Elsevier’s new policy on open access has exposed long-running tensions in the open access movement, prompting a war of words between the leading advocates for the green and gold varieties.
The publishing giant announced its “sharing” policy at the end of April. Alicia Wise, director of universal access at Elsevier, billed it as “more liberal in supporting the dissemination and use of research”. However, open access advocates objected to the new requirement for researchers to abide by an embargo period before making their papers open access on institutional repositories. Elsevier permitted immediate posting between 2004 and 2012, before restricting permission to researchers whose institutions do not have an open access mandate.
Among the fiercest critics of Elsevier’s move was Stevan Harnad, holder of the Canada research chair in cognitive science at the Université du Québec à Montréal, and the chief advocate for repository-focused green open access. His vision is for widespread repository posting to prompt libraries to cancel journal subscriptions, forcing publishers to restrict themselves to coordinating peer review at a vastly reduced price from that currently charged for journal-focused “gold” open access.
In a testy online exchange with Dr Wise, he condemned Elsevier’s “back-pedalling” as a way to “delay the inevitable for as long as possible, in order to sustain subscription revenue”. Dr Wise confirmed that the policy shift was a recognition that “libraries understandably will not subscribe [to journals] if the content is immediately available for free”.
In response, Michael Eisen, professor of genetics, genomics and development at the University of California, Berkeley, and co-founder of pioneering open access publisher Plos, blogged that Elsevier’s move proved that he had been right all along to see gold as the only sustainable route to full open access — despite Professor Harnad’s criticism of its expense and the time it took to create a new business model.

• **RECORDS SUPPLIED**:
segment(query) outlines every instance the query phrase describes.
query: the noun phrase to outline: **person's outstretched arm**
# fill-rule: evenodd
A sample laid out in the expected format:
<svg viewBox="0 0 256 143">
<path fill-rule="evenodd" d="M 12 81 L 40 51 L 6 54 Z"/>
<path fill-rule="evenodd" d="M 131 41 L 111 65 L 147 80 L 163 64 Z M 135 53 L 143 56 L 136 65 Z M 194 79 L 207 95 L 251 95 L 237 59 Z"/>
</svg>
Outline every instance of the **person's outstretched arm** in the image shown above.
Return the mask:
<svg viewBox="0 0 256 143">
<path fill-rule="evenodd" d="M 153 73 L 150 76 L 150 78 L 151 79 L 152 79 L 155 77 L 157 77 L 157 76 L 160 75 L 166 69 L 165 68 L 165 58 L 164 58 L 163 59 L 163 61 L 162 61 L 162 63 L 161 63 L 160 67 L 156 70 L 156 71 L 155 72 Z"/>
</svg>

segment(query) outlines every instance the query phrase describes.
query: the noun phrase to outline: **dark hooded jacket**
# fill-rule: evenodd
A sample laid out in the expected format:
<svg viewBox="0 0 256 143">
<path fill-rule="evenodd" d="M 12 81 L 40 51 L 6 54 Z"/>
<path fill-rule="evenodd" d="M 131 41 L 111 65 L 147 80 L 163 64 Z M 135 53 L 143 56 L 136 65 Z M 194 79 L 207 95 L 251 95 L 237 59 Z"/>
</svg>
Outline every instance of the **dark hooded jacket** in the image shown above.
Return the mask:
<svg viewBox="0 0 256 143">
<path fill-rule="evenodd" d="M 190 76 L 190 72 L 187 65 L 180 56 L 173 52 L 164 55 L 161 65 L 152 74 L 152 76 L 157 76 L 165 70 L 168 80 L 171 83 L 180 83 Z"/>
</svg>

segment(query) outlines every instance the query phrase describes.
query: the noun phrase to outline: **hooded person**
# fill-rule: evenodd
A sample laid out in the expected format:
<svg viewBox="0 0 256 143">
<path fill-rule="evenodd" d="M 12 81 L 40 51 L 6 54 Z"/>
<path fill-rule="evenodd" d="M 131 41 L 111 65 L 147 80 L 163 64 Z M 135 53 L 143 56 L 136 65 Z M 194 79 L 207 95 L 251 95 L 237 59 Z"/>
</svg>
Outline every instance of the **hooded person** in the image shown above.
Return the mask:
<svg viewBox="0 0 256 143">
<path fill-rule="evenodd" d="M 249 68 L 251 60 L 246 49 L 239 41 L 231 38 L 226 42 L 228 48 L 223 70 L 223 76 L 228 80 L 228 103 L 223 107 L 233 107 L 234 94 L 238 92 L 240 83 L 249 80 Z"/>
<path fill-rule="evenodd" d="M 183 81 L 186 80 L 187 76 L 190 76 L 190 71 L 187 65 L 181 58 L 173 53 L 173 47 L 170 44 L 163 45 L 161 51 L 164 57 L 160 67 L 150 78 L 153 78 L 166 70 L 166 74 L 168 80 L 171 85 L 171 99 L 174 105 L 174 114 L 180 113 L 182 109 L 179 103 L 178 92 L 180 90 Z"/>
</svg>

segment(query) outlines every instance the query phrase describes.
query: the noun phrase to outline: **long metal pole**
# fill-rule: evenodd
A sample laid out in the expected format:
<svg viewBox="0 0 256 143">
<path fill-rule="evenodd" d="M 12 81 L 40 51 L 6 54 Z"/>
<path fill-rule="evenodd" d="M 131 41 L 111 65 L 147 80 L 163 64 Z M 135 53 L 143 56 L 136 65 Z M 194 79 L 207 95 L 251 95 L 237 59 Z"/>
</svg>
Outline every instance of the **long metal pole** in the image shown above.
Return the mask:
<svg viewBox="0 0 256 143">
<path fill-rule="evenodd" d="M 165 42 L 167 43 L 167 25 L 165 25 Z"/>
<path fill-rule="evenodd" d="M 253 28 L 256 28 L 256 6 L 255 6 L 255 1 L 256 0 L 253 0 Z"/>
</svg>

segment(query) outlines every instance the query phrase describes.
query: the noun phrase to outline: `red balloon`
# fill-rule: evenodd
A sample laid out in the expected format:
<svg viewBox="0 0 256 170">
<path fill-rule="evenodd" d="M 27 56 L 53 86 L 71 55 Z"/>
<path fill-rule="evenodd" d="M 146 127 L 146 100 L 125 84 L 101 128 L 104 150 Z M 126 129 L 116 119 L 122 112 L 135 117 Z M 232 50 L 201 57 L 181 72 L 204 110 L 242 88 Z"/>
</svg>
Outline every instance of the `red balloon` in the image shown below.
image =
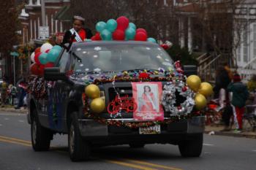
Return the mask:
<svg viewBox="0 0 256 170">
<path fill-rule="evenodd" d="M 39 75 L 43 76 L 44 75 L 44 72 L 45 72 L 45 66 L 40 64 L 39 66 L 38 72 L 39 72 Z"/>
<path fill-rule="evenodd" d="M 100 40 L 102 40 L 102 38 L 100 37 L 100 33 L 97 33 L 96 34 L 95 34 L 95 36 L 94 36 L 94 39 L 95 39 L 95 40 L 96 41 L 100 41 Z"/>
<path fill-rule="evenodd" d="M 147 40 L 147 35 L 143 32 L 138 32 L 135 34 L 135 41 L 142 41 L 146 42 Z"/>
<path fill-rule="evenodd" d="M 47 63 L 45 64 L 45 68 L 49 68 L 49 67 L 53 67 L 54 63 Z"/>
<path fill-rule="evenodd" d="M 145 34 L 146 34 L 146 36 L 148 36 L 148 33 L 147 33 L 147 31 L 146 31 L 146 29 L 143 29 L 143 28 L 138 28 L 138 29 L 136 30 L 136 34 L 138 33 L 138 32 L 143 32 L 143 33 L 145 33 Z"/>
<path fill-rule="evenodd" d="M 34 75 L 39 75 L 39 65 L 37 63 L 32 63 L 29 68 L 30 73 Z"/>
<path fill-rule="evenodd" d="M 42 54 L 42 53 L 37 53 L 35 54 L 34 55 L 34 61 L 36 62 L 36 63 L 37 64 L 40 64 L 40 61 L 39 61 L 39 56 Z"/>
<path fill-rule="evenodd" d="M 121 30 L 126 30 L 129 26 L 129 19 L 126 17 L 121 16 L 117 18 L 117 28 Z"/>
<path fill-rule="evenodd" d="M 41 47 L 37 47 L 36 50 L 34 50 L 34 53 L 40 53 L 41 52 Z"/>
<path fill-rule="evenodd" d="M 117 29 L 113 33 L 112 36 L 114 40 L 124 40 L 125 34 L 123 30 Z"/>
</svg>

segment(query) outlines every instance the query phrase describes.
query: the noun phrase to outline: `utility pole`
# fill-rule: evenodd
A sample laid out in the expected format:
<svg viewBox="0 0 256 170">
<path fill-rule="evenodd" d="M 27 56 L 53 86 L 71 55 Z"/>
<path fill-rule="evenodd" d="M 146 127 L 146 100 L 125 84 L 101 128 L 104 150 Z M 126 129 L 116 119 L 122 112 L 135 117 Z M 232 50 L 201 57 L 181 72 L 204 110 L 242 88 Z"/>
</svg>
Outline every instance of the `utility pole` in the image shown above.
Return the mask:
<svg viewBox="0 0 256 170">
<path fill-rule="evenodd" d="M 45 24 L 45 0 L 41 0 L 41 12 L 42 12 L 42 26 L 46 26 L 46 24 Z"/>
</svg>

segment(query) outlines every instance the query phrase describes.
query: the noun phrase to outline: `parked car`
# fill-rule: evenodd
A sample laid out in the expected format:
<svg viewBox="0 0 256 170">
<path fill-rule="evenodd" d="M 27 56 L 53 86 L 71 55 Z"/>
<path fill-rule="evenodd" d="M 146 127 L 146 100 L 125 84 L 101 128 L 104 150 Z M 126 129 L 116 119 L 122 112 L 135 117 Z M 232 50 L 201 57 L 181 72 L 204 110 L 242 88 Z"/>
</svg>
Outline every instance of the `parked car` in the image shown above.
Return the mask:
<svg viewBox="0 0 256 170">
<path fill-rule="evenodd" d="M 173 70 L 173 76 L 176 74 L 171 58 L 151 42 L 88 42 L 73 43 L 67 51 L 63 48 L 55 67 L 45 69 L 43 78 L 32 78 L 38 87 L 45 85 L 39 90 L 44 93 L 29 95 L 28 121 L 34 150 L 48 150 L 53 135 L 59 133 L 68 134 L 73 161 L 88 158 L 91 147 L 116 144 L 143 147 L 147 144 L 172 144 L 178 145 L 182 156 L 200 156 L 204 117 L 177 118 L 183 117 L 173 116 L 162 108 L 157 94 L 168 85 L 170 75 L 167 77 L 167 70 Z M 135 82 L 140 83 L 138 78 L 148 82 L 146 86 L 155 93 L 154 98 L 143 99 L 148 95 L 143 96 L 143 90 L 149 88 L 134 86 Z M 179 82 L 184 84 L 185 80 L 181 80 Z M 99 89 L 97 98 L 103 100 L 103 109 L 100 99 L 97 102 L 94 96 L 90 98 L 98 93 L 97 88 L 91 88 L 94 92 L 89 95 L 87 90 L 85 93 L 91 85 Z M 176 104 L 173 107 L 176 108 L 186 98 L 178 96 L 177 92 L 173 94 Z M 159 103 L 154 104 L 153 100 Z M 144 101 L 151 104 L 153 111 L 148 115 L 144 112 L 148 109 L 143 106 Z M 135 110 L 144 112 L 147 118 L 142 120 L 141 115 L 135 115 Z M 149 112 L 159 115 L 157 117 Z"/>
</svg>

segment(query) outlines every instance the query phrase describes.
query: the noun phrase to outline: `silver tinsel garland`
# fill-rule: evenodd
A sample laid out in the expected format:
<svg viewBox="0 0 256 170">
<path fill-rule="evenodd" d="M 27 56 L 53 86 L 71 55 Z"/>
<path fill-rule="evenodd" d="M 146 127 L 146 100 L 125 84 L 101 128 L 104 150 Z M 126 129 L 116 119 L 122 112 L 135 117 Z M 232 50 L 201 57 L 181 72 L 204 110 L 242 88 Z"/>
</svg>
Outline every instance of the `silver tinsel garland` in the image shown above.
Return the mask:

• **TASK A**:
Reproduce the article on Elsevier's open access policy word for word, from "The publishing giant" up to and including "open access mandate.".
• **TASK B**:
According to the article on Elsevier's open access policy, during which years did Elsevier permit immediate posting of papers?
• **TASK C**:
Summarize the article on Elsevier's open access policy in two sentences.

• **ANSWER SECTION A**:
The publishing giant announced its “sharing” policy at the end of April. Alicia Wise, director of universal access at Elsevier, billed it as “more liberal in supporting the dissemination and use of research”. However, open access advocates objected to the new requirement for researchers to abide by an embargo period before making their papers open access on institutional repositories. Elsevier permitted immediate posting between 2004 and 2012, before restricting permission to researchers whose institutions do not have an open access mandate.

• **ANSWER SECTION B**:
Between 2004 and 2012.

• **ANSWER SECTION C**:
Elsevier's new sharing policy, announced at the end of April, requires researchers to observe an embargo period before posting papers in institutional repositories, which drew objections from open access advocates and set off a war of words between leading proponents of green and gold open access. Stevan Harnad condemned the move as a way to sustain subscription revenue, while Michael Eisen argued that it proved gold was the only sustainable route to full open access.